# SELECTED PASSAGE start

[EMAIL PROTECTED] wrote:
> I'd love to see a solid timing study showing that. Can you do
> ping -f someone &
> while true; do tar cf /dev/null /dev/hda_x ; done; &
> while true; do make -j 4 bzImage ; done; &
> and still get sub ms latencies?
> That would be cool.
Nice challange. I took it, in a slightly different way, as follows:
ping - f server
do make -j 4 bzImage
while "true"; do ls -aR /; done
while "true"; do cat /proc/interrupts; done
while running 3 hard real time tasks at 10 Khz in oneshot mode, amid 12
Linux SCHED_FIFO, in USER SPACE as a nonroot user .
The highest priority hard real time task measures its scheduling
latency. After testing for 1 hour I got the following results:
MAX JITTER 30 us,
AVERAGE JITTER 10 us.

# SELECTED PASSAGE end
# RECORDED DATA start

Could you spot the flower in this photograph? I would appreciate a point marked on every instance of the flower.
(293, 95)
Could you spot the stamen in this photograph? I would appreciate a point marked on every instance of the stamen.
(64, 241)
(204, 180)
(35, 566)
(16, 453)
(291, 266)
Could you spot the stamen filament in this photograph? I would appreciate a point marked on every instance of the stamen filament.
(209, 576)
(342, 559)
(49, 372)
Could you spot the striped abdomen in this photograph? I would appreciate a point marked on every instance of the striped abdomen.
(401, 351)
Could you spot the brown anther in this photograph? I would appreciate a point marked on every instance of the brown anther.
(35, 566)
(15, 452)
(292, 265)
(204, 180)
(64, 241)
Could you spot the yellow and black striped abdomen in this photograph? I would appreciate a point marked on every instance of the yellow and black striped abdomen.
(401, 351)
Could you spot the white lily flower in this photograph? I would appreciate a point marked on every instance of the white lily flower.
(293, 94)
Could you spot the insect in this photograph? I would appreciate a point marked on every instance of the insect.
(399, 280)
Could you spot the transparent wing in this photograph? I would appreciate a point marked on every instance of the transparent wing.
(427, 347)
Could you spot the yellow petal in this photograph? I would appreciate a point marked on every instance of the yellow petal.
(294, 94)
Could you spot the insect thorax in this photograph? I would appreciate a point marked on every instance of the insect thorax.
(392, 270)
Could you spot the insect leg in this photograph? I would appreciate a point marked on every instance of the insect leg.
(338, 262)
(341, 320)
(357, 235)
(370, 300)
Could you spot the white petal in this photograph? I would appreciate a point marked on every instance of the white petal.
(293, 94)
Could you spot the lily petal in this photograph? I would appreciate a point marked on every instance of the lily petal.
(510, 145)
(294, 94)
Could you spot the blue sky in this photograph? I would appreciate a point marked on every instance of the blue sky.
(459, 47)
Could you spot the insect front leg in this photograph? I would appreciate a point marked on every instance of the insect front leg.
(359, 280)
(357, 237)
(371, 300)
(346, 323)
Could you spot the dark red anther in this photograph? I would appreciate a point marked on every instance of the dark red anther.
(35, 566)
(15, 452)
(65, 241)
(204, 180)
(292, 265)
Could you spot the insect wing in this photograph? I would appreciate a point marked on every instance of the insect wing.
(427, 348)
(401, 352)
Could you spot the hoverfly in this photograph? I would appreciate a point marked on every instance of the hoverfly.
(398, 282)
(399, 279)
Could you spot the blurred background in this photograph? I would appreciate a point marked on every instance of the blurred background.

# RECORDED DATA end
# RECORDED DATA start

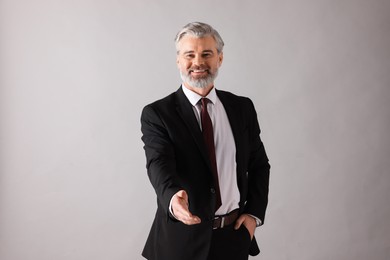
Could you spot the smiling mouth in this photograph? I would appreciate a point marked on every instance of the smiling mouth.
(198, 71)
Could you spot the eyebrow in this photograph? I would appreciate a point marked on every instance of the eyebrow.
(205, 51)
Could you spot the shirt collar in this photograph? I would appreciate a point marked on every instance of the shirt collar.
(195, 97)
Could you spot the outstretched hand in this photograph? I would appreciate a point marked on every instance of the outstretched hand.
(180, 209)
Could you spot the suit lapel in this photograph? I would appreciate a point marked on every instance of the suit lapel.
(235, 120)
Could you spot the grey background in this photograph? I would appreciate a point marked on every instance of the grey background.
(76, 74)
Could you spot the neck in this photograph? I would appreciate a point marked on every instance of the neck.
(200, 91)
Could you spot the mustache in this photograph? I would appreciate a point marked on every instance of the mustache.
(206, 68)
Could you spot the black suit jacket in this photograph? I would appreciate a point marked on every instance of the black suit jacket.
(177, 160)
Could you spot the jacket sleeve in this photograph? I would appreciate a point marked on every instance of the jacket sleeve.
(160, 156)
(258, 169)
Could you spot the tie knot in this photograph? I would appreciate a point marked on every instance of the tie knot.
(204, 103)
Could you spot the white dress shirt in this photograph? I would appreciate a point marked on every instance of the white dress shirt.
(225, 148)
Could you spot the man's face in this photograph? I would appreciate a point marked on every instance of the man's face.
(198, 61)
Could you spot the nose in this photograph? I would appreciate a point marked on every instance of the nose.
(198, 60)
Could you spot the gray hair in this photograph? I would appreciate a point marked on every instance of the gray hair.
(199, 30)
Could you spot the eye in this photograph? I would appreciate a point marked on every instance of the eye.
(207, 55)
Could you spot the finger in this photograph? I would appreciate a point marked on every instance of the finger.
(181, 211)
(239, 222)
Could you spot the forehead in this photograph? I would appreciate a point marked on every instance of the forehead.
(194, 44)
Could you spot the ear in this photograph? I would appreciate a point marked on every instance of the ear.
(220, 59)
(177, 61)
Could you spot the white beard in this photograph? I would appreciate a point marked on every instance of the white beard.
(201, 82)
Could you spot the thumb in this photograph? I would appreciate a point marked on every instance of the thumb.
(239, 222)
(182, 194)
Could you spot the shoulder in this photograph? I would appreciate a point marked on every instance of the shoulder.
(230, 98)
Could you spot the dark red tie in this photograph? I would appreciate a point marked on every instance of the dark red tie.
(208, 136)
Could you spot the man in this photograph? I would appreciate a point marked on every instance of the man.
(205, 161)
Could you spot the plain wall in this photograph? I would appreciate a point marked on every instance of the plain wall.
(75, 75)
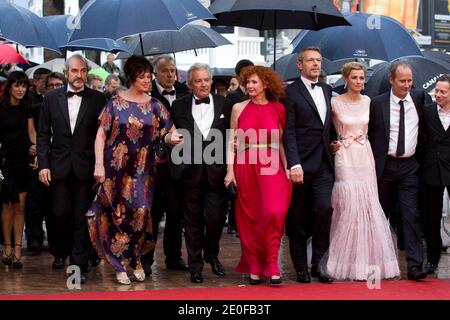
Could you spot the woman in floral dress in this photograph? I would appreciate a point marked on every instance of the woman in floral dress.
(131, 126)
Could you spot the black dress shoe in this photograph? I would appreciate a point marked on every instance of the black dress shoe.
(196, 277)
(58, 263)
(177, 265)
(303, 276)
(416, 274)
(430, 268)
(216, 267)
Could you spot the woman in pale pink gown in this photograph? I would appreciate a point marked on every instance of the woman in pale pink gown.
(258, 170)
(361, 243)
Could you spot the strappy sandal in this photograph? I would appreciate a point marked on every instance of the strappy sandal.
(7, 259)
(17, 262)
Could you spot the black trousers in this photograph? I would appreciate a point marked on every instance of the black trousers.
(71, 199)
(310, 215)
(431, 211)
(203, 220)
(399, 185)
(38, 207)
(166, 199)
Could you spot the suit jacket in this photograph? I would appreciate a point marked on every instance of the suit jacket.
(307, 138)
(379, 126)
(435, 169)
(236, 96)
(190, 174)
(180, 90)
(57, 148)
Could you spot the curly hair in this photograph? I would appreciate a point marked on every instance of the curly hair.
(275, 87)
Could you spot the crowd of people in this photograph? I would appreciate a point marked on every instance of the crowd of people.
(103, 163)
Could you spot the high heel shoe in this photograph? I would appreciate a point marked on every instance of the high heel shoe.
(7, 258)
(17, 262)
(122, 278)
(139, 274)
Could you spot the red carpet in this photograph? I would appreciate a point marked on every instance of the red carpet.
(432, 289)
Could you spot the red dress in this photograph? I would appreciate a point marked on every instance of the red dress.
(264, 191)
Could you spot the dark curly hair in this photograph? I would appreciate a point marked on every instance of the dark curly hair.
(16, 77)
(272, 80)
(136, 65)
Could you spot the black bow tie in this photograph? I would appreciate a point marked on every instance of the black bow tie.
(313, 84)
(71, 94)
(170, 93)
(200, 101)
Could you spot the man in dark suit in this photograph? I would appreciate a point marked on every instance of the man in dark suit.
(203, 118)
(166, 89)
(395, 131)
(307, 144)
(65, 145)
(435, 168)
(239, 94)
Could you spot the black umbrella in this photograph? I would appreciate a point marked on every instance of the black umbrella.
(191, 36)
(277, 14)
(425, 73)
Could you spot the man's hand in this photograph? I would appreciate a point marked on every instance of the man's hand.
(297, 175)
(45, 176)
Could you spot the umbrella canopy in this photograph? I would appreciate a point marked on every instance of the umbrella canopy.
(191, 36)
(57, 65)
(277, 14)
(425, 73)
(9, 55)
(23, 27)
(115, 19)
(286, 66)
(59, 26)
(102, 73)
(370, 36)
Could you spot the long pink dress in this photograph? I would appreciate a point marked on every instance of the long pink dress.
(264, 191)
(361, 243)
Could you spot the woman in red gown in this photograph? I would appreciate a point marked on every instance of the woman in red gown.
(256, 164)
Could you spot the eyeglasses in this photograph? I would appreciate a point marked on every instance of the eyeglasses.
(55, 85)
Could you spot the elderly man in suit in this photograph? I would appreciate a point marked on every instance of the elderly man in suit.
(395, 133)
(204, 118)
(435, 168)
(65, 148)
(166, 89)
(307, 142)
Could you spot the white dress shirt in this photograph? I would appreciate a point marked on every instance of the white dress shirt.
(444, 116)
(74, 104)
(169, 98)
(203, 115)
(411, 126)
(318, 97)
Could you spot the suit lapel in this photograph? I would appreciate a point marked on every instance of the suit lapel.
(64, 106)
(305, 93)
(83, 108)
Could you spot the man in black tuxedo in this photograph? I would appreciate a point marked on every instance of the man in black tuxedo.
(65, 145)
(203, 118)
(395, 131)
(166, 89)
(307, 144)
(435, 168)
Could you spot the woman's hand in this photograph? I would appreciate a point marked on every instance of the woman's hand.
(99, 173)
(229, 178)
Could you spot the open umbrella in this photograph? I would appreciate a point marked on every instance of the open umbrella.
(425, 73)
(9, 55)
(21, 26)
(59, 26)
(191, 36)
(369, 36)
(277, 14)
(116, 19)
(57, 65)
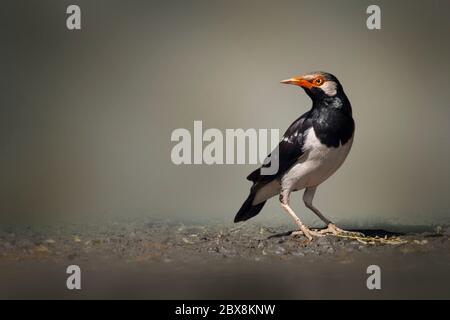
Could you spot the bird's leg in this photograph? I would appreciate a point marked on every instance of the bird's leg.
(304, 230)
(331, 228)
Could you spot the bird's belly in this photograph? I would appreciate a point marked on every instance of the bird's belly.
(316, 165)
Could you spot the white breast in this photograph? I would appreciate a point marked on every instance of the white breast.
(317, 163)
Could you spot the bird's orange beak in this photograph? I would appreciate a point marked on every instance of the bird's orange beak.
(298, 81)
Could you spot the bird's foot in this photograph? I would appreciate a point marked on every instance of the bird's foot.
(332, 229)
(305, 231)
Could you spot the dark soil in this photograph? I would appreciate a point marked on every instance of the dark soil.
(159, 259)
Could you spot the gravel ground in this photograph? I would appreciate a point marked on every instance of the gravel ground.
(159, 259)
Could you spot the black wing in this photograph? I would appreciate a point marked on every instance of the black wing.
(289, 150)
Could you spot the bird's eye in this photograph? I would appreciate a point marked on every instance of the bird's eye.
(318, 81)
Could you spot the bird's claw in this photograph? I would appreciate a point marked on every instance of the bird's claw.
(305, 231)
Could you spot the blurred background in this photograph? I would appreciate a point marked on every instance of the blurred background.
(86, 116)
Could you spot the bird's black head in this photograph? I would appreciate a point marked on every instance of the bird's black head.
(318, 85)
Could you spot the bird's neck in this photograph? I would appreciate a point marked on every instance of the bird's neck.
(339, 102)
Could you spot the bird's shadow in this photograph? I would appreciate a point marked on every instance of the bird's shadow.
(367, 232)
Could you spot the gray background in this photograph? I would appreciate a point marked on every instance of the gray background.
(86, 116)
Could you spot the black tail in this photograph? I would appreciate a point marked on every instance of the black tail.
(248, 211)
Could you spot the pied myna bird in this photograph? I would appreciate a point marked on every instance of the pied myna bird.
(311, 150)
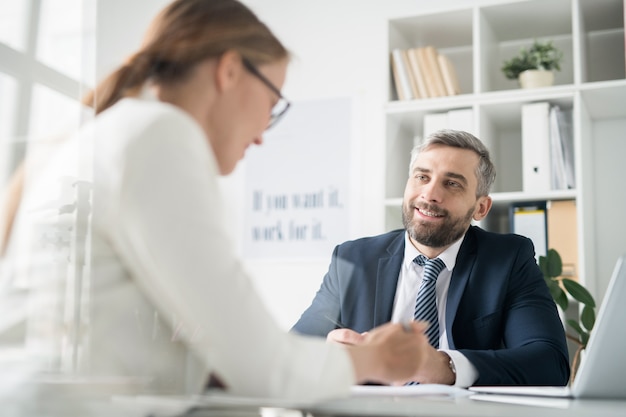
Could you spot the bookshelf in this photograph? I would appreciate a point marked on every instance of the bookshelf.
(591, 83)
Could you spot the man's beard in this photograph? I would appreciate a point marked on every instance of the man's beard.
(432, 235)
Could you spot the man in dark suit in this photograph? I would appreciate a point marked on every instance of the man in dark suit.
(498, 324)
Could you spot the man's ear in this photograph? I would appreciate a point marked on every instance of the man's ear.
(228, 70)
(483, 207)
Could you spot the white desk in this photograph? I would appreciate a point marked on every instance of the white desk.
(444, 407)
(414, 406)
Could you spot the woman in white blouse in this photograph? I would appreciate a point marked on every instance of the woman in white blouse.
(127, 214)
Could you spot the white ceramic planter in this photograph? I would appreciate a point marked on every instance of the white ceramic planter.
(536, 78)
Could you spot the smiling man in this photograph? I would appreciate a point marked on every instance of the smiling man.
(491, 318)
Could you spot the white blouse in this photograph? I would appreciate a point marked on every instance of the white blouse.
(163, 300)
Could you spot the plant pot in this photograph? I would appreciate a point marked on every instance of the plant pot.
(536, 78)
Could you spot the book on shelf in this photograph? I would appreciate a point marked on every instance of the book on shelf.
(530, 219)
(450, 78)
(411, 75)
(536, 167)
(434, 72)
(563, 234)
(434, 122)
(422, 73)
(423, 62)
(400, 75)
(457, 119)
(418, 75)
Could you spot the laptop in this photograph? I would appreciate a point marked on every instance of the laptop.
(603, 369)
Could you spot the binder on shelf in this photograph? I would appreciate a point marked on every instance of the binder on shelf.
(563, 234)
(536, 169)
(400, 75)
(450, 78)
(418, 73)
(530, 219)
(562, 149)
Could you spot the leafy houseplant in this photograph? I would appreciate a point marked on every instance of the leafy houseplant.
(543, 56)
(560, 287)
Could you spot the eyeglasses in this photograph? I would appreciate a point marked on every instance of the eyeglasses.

# RECORDED DATA end

* PROBLEMS *
1. List every command the writer of the latency post ran as background load in their own version of the test.
2. Pick up the latency post right after its final line and continue writing it.
The two blocks of lines come from a separate source and have nothing to do with the latency post.

* ANSWERS FOR THE TASKS *
1.
- ping - f server
- do make -j 4 bzImage
- while "true"; do ls -aR /; done
- while "true"; do cat /proc/interrupts; done

2.
The oneshot was not calibrated, if such you could have taken away some 7
us from the above figures.
The machine is a UP PII 233 Mhz.
The test is running while I'm writing this message, with a good alpha
response but with sluggish mouse based cut-pastes. Nonetheless by
looking at the looping "cat /proc/interrupts" above I can see that my
box is taking many hundreds of interrupts per second without any problem
and the ping -f dots are below 3 lines.
The result above can be obtained thank to a joint cooperative effort of
a group of friends.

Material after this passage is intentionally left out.